───── PASSAGE SHOWN

So, it was just a matter of time before someone conceived the Web site Fuckedcompany.com — the perfect post-ironic betting game for the digital age. Predicting the end of the economy as we know it was never so fun.
The site, whose name and logo play off the New Economy journal Fast Company, is a kind of riff off the Celebrity Dead Pool Web site, which lets fans guess at which of their favorite stars is doomed to die and rewards the winners. But at Fuckedcompany, it’s the business plans that are the bet.
The idea is simple: Sign up, and choose five companies you think are doomed. If and when those companies start having trouble — whether it be a nasty lawsuit, a layoff, or flat-out bankruptcy — you receive points based on a complicated system that awards up to 100 points for “severity.” The popularity of your choice, however, reduces the points you’ll receive, so that a more obscure choice will help you climb up the ranks faster than, say, picking the obviously suffering CDNow. Each week, members get to add five more companies to their list.
If, for example, you had predicted the demise of APBnews.com before it announced it was out of money on Monday, you would have netted 160 points; a prediction of Third Age’s layoffs of last week was worth 159 points; the discovery that Barnesandnoble.com was exposing its customers’ personal data meant that those who picked that company received 115 points. All “fucks” have to be confirmed by the Web site Dotcomfailures, the sister site to Fuckedcompany created by Kaplan’s roommate Ryan Nitz, which is attempting to chronicle each and every industry shakeout.
And what do you get if you win? Well, there is no prize, except for the glory of winning; but currently, someone named “diskore” is pulling ahead with 174 points. All the more predictive power to them.
Fuckedcompany.com was created by one Philip J. Kaplan, a New York Web designer who left for Brazil just a few days after launching the site just over a week ago (Dotcomfailures.com was built by his roommate, Ryan Nitz). He was inspired, he says, by the constant news of layoffs and lawsuits, and decided to come up with a easy idea that could generate more traffic than your average overfunded start-up. “I’m not a pessimistic person but a lot of the ideas seem to be ridiculous, and are receiving an even more ridiculous amount of money,” he says from a hotel in Rio de Janeiro. “The site is not to say that all dot-coms are doomed — but a lot of them are.”
The most interesting part of the project, he says, is watching which companies are chosen as failures-to-be. While a surprising number of players are secretly choosing their own company as a potential “fuck,” other popular choices are Napster, eBay, and Toys ‘R’ Us. “Watching the companies being picked is more interesting than looking at the stock market,” Kaplan laughs.
The site has already signed up tens of thousands of players, he claims, but he has no plans to make any money from the project. Kaplan does, however, have an advertisement on the sites for SETI, the screensaver that crunches data to assist in the search for alien life forms. So, if you’re not having much luck predicting the future in this bleak IPO landscape, maybe you’ll get lucky and find a UFO instead. Stranger things have happened.

──────────
───── ROWS

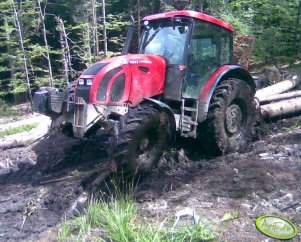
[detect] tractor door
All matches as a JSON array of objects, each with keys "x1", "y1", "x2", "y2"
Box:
[
  {"x1": 182, "y1": 21, "x2": 232, "y2": 99},
  {"x1": 139, "y1": 17, "x2": 192, "y2": 101}
]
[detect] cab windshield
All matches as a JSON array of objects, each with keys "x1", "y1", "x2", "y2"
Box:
[{"x1": 139, "y1": 20, "x2": 189, "y2": 65}]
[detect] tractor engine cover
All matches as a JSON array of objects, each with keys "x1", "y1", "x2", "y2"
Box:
[{"x1": 75, "y1": 54, "x2": 166, "y2": 106}]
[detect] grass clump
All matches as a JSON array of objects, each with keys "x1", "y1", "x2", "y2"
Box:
[
  {"x1": 0, "y1": 99, "x2": 16, "y2": 118},
  {"x1": 0, "y1": 123, "x2": 38, "y2": 138},
  {"x1": 58, "y1": 182, "x2": 215, "y2": 242}
]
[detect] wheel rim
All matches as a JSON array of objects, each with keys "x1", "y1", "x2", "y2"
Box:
[
  {"x1": 226, "y1": 103, "x2": 245, "y2": 135},
  {"x1": 136, "y1": 128, "x2": 158, "y2": 163}
]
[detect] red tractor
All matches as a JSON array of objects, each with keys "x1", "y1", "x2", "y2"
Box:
[{"x1": 35, "y1": 11, "x2": 255, "y2": 173}]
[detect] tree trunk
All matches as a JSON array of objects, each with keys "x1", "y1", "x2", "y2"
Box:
[
  {"x1": 56, "y1": 17, "x2": 73, "y2": 87},
  {"x1": 92, "y1": 0, "x2": 99, "y2": 61},
  {"x1": 260, "y1": 97, "x2": 301, "y2": 118},
  {"x1": 38, "y1": 0, "x2": 53, "y2": 86},
  {"x1": 102, "y1": 0, "x2": 108, "y2": 57},
  {"x1": 255, "y1": 76, "x2": 300, "y2": 102},
  {"x1": 260, "y1": 91, "x2": 301, "y2": 103},
  {"x1": 11, "y1": 1, "x2": 33, "y2": 111}
]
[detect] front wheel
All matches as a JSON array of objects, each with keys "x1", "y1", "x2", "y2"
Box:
[
  {"x1": 200, "y1": 79, "x2": 255, "y2": 154},
  {"x1": 114, "y1": 105, "x2": 168, "y2": 175}
]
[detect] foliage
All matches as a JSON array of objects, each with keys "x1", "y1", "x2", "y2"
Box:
[
  {"x1": 0, "y1": 123, "x2": 38, "y2": 138},
  {"x1": 58, "y1": 182, "x2": 215, "y2": 242}
]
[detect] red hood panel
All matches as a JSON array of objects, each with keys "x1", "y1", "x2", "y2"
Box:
[{"x1": 86, "y1": 54, "x2": 166, "y2": 106}]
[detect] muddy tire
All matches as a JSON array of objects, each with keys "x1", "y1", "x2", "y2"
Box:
[
  {"x1": 200, "y1": 79, "x2": 255, "y2": 154},
  {"x1": 114, "y1": 106, "x2": 168, "y2": 176}
]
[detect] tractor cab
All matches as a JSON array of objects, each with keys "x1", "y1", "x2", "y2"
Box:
[{"x1": 125, "y1": 11, "x2": 233, "y2": 101}]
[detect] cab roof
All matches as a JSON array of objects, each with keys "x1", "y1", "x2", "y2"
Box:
[{"x1": 143, "y1": 10, "x2": 234, "y2": 32}]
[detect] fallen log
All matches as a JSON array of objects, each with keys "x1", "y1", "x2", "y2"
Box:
[
  {"x1": 255, "y1": 76, "x2": 300, "y2": 102},
  {"x1": 259, "y1": 90, "x2": 301, "y2": 103},
  {"x1": 260, "y1": 97, "x2": 301, "y2": 118}
]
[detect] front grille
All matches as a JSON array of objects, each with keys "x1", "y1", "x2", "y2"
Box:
[
  {"x1": 96, "y1": 67, "x2": 122, "y2": 101},
  {"x1": 110, "y1": 74, "x2": 125, "y2": 102}
]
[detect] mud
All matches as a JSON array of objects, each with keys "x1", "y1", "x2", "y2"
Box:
[{"x1": 0, "y1": 117, "x2": 301, "y2": 241}]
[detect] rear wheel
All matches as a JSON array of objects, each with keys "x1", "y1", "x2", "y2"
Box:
[
  {"x1": 200, "y1": 79, "x2": 255, "y2": 154},
  {"x1": 114, "y1": 106, "x2": 168, "y2": 175}
]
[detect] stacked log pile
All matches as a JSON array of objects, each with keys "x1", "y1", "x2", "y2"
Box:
[{"x1": 255, "y1": 76, "x2": 301, "y2": 119}]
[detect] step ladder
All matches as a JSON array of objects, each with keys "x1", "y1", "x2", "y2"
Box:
[{"x1": 180, "y1": 99, "x2": 199, "y2": 138}]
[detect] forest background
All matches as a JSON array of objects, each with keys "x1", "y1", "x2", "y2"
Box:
[{"x1": 0, "y1": 0, "x2": 301, "y2": 102}]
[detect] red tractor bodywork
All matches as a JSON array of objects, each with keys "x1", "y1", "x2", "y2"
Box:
[
  {"x1": 35, "y1": 11, "x2": 255, "y2": 176},
  {"x1": 75, "y1": 54, "x2": 166, "y2": 106}
]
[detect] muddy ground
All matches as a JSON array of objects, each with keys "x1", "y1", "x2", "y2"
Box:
[{"x1": 0, "y1": 116, "x2": 301, "y2": 241}]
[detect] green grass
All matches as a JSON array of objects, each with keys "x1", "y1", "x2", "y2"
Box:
[
  {"x1": 0, "y1": 123, "x2": 38, "y2": 138},
  {"x1": 0, "y1": 99, "x2": 17, "y2": 118},
  {"x1": 58, "y1": 183, "x2": 215, "y2": 242}
]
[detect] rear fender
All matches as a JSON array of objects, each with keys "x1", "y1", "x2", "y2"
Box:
[
  {"x1": 198, "y1": 65, "x2": 256, "y2": 122},
  {"x1": 144, "y1": 98, "x2": 176, "y2": 145}
]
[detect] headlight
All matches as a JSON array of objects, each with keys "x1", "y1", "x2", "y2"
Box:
[
  {"x1": 78, "y1": 79, "x2": 85, "y2": 85},
  {"x1": 86, "y1": 79, "x2": 93, "y2": 86}
]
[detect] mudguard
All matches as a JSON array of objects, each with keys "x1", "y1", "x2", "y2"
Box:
[
  {"x1": 144, "y1": 98, "x2": 176, "y2": 145},
  {"x1": 198, "y1": 65, "x2": 256, "y2": 123}
]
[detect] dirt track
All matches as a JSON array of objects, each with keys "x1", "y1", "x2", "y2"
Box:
[{"x1": 0, "y1": 117, "x2": 301, "y2": 241}]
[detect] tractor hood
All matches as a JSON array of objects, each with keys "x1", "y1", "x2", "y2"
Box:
[{"x1": 75, "y1": 54, "x2": 166, "y2": 106}]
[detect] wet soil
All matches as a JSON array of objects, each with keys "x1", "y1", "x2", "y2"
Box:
[{"x1": 0, "y1": 117, "x2": 301, "y2": 241}]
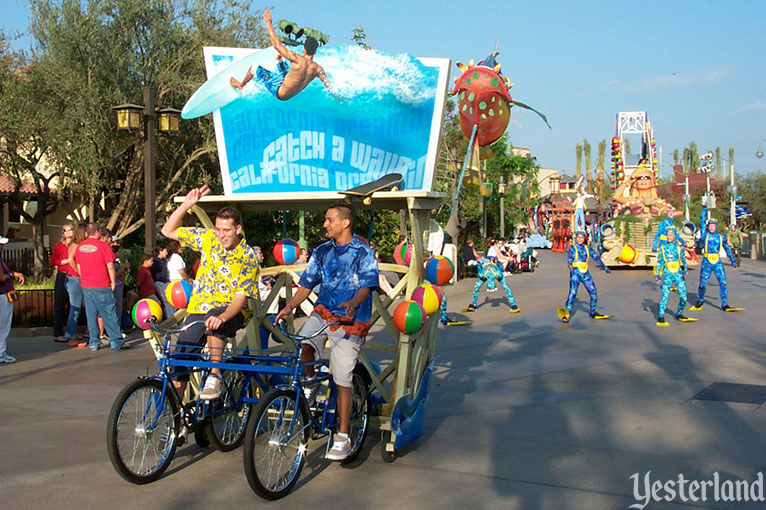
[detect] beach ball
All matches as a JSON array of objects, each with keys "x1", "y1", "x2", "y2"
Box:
[
  {"x1": 394, "y1": 241, "x2": 413, "y2": 266},
  {"x1": 394, "y1": 299, "x2": 426, "y2": 335},
  {"x1": 425, "y1": 255, "x2": 455, "y2": 285},
  {"x1": 165, "y1": 280, "x2": 192, "y2": 308},
  {"x1": 274, "y1": 239, "x2": 301, "y2": 266},
  {"x1": 130, "y1": 298, "x2": 162, "y2": 329},
  {"x1": 618, "y1": 244, "x2": 638, "y2": 264},
  {"x1": 412, "y1": 283, "x2": 442, "y2": 315}
]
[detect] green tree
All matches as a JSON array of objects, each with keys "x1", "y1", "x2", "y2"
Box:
[
  {"x1": 0, "y1": 30, "x2": 61, "y2": 278},
  {"x1": 30, "y1": 0, "x2": 268, "y2": 236},
  {"x1": 715, "y1": 147, "x2": 721, "y2": 180},
  {"x1": 575, "y1": 143, "x2": 582, "y2": 179},
  {"x1": 351, "y1": 25, "x2": 372, "y2": 50},
  {"x1": 686, "y1": 142, "x2": 700, "y2": 173}
]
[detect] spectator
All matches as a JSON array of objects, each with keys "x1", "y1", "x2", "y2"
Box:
[
  {"x1": 51, "y1": 222, "x2": 74, "y2": 342},
  {"x1": 65, "y1": 223, "x2": 88, "y2": 347},
  {"x1": 168, "y1": 239, "x2": 192, "y2": 282},
  {"x1": 151, "y1": 246, "x2": 176, "y2": 317},
  {"x1": 74, "y1": 223, "x2": 129, "y2": 351},
  {"x1": 98, "y1": 244, "x2": 130, "y2": 344},
  {"x1": 136, "y1": 253, "x2": 157, "y2": 299},
  {"x1": 0, "y1": 237, "x2": 25, "y2": 363}
]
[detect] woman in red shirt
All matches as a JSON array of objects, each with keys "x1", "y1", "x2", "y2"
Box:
[{"x1": 51, "y1": 222, "x2": 74, "y2": 342}]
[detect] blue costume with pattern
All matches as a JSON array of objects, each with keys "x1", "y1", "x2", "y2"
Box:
[
  {"x1": 654, "y1": 232, "x2": 686, "y2": 318},
  {"x1": 697, "y1": 206, "x2": 737, "y2": 307},
  {"x1": 566, "y1": 242, "x2": 611, "y2": 317},
  {"x1": 652, "y1": 218, "x2": 683, "y2": 251},
  {"x1": 471, "y1": 258, "x2": 516, "y2": 308}
]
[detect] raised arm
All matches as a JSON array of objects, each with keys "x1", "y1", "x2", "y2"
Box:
[
  {"x1": 161, "y1": 184, "x2": 210, "y2": 241},
  {"x1": 263, "y1": 9, "x2": 298, "y2": 62}
]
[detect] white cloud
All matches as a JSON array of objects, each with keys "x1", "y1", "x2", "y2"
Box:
[
  {"x1": 737, "y1": 101, "x2": 766, "y2": 113},
  {"x1": 625, "y1": 67, "x2": 732, "y2": 94}
]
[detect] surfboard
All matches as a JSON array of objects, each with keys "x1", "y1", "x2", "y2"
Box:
[{"x1": 181, "y1": 48, "x2": 277, "y2": 119}]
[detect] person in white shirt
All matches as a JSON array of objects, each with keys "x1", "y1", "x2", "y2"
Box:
[{"x1": 168, "y1": 240, "x2": 192, "y2": 282}]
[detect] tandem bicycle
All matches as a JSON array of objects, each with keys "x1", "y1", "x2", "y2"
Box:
[{"x1": 107, "y1": 321, "x2": 371, "y2": 500}]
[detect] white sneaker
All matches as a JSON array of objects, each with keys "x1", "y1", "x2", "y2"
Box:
[
  {"x1": 325, "y1": 432, "x2": 351, "y2": 461},
  {"x1": 303, "y1": 384, "x2": 319, "y2": 406},
  {"x1": 199, "y1": 374, "x2": 223, "y2": 400}
]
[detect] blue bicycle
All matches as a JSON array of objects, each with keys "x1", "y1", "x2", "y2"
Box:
[
  {"x1": 243, "y1": 322, "x2": 371, "y2": 500},
  {"x1": 107, "y1": 321, "x2": 267, "y2": 484}
]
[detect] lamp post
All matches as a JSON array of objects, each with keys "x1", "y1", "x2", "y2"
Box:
[
  {"x1": 112, "y1": 87, "x2": 181, "y2": 251},
  {"x1": 497, "y1": 175, "x2": 505, "y2": 237}
]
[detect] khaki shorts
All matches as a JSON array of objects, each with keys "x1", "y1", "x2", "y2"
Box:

──────────

● STATED TASK 1:
In the article about Fuckedcompany.com, where was Kaplan speaking from when he gave his quotes?
● STATED TASK 2:
Render the entries from the line containing "[detect] lamp post" through the end of the entries as a Markdown table with the columns Number and Record line, leaving out any blank lines.

● WORKED SOLUTION 1:
A hotel in Rio de Janeiro.

● WORKED SOLUTION 2:
| Number | Record line |
|---|---|
| 1 | [detect] lamp post |
| 2 | All matches as a JSON array of objects, each with keys "x1", "y1", "x2", "y2" |
| 3 | Box: |
| 4 | [ |
| 5 |   {"x1": 112, "y1": 87, "x2": 181, "y2": 251}, |
| 6 |   {"x1": 497, "y1": 175, "x2": 505, "y2": 237} |
| 7 | ] |
| 8 | [detect] khaki shorts |
| 9 | All matches as a JSON array of objects, each with keys "x1", "y1", "x2", "y2" |
| 10 | Box: |